▶ **REQUIREMENTS**: Pick out each line in the entries below that contains the word "grass", and copy every such line in full.

□ □ □

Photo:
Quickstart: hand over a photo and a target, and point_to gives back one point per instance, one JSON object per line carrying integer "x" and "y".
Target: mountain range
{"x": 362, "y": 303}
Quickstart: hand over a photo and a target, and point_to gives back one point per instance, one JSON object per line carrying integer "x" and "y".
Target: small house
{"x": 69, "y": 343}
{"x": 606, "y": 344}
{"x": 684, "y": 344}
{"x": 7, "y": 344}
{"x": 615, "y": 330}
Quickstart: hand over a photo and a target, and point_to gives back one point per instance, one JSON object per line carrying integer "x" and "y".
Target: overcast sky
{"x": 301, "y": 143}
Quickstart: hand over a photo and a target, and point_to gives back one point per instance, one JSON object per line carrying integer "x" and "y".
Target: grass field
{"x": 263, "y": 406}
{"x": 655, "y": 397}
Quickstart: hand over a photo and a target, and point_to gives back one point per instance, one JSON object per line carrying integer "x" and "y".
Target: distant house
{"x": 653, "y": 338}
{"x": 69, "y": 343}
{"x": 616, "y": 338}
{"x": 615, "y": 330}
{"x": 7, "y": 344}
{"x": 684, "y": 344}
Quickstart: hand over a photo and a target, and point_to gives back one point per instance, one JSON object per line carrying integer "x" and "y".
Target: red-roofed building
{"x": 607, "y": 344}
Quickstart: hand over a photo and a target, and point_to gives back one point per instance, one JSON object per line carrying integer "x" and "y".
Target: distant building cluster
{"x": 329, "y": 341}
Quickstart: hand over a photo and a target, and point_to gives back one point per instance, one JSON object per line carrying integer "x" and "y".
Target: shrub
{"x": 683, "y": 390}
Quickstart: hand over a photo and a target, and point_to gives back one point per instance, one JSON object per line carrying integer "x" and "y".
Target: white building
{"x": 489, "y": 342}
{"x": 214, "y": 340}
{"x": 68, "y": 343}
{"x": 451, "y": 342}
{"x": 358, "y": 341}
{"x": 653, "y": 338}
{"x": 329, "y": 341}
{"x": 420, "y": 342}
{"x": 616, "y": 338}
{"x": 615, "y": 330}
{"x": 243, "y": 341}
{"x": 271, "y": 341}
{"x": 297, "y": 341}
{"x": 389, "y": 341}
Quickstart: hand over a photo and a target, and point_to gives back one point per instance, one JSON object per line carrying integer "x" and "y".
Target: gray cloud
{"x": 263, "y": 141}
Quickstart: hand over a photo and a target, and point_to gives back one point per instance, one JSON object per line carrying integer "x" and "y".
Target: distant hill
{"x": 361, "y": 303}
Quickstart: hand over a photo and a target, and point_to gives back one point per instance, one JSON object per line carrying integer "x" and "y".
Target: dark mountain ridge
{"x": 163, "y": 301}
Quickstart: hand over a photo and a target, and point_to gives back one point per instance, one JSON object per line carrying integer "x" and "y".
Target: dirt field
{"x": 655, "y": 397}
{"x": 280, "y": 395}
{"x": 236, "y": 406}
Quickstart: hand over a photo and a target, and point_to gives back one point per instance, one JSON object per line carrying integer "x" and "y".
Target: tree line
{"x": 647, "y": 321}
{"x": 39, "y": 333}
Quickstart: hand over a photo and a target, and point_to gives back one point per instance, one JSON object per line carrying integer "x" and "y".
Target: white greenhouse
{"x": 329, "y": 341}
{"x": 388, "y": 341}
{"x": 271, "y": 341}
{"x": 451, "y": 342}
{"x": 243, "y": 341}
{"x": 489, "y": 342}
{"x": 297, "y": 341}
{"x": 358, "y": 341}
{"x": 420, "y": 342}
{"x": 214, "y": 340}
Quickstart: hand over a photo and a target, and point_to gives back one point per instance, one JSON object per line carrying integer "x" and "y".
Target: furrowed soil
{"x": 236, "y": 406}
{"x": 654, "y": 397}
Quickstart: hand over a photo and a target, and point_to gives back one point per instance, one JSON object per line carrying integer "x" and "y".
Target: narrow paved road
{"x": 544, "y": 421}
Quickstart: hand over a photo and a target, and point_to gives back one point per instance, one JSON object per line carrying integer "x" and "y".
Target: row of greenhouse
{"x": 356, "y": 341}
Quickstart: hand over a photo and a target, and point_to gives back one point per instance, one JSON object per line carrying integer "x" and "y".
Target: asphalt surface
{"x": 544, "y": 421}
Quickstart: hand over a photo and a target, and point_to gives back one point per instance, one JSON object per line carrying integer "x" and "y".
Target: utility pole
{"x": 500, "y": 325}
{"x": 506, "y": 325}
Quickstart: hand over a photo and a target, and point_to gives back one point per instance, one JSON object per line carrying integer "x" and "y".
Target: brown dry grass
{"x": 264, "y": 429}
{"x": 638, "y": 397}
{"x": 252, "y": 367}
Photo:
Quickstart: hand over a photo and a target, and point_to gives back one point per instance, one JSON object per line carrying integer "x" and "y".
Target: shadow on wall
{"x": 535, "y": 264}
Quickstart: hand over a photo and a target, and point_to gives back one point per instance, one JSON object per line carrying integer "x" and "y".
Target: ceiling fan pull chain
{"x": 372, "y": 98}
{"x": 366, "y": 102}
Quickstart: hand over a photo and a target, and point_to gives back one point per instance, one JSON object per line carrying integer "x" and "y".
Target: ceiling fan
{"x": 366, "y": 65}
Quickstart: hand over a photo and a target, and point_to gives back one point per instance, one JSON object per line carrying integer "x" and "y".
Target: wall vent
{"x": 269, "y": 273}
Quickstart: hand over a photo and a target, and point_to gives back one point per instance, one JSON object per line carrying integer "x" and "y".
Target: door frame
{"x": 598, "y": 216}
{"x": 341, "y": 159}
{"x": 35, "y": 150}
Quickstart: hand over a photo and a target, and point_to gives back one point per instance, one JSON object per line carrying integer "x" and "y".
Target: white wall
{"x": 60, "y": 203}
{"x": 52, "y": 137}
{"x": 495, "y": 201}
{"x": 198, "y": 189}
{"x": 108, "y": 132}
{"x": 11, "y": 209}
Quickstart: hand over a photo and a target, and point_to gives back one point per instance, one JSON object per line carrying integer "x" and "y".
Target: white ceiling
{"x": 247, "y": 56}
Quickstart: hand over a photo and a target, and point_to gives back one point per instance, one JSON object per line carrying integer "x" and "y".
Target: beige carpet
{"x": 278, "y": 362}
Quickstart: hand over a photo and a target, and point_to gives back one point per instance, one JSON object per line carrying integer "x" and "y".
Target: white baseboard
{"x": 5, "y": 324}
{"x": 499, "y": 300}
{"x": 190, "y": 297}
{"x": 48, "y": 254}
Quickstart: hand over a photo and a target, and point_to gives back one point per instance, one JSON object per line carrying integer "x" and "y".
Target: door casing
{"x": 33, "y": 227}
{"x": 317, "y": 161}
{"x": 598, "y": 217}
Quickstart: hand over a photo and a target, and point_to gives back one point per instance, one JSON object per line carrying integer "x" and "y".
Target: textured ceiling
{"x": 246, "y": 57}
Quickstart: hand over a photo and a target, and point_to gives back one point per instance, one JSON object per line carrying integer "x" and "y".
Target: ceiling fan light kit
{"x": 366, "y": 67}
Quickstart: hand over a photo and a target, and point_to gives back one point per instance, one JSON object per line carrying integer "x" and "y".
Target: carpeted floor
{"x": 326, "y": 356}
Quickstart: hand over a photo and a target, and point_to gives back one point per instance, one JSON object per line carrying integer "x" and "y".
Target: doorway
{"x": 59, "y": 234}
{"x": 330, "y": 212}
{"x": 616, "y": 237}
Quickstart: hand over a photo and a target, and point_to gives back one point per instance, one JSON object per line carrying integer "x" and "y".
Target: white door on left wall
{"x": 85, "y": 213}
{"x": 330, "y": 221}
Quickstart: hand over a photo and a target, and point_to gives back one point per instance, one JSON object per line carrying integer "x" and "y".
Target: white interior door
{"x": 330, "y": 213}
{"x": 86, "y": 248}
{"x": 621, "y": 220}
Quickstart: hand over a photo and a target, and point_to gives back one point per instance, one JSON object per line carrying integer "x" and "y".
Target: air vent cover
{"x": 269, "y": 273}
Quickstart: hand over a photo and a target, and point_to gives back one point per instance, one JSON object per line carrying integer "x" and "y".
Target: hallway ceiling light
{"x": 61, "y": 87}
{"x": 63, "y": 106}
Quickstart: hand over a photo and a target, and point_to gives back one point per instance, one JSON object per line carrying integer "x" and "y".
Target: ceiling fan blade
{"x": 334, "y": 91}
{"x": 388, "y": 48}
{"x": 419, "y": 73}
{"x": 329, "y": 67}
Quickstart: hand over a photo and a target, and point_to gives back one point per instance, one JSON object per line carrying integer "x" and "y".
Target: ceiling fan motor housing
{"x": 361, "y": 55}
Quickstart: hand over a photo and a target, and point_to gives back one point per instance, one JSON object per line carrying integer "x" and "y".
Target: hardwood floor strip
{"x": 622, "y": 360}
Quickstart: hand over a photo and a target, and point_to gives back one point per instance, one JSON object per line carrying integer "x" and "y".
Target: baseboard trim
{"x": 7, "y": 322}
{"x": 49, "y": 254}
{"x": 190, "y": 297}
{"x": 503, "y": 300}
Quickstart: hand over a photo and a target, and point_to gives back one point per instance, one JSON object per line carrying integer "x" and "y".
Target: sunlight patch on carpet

□ □ □

▶ **THE OUTPUT**:
Target: grass field
Target: brown dry grass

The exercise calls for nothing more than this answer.